[Opening Document passage section]

Faculty Friday – Kaye Fernandez
Dance faculty at our mary louise curtis and camden branches, artist teacher for kaleidoscope arts enrichment pre-k, faculty member since 1995.
If you come to the dance studio in the basement of the Mary Louise Curtis Branch, you’re going to end up moving around, no matter what.
That’s what dance faculty Kaye Fernandez inspires in everyone, not just her students.
Her youngest students, both in Creative Movement classes and in the Kaleidoscope Pre-K, move around the room to collect the letters to BINGO, accompanied by the familiar song about a farmer and his dog, or dance while they spell and chant “POWER,” which serves as kind of a mini-mantra, stressing the idea of moving with purpose.
“One of the best ways of making connections is through movement,” she says. That applies both to new experiences with the world and with relationships to other people.
Fernandez has always been drawn to movement and dance, as a professional ballet dancer in her native Peru and as a movement therapist and social worker in hospital settings. She remembers thinking, as a child, that she was moved to dance because she had ribbons running through her body instead of blood.
“People move before they’re even born,” she notes, pointing out the naturalness of movement, and her classes encourage the kind of stimulation and release of pent-up energy that young children need.

[Closing Document passage section]
[Opening Raw data section]

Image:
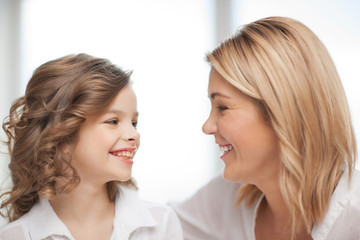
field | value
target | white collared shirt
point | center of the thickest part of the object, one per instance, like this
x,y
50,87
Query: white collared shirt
x,y
134,219
212,213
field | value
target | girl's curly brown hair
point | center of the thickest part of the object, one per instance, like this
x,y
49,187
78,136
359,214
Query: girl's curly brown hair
x,y
60,95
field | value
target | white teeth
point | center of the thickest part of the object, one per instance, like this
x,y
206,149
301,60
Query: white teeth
x,y
226,148
125,154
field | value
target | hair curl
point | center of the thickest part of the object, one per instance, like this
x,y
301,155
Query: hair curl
x,y
281,64
60,95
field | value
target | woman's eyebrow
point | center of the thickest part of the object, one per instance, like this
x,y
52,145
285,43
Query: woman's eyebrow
x,y
215,94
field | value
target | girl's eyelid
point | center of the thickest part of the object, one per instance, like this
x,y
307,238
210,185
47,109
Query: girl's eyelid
x,y
112,121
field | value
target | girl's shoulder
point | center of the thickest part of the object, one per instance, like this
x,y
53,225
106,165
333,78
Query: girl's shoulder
x,y
17,229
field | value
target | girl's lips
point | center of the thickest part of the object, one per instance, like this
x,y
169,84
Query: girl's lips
x,y
125,154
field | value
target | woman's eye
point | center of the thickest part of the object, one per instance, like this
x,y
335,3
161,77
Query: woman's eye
x,y
113,121
221,108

[Closing Raw data section]

Task details: Transcribe the faculty profile above, starting at "Fernandez has always" and ending at "instead of blood.".

Expected answer:
Fernandez has always been drawn to movement and dance, as a professional ballet dancer in her native Peru and as a movement therapist and social worker in hospital settings. She remembers thinking, as a child, that she was moved to dance because she had ribbons running through her body instead of blood.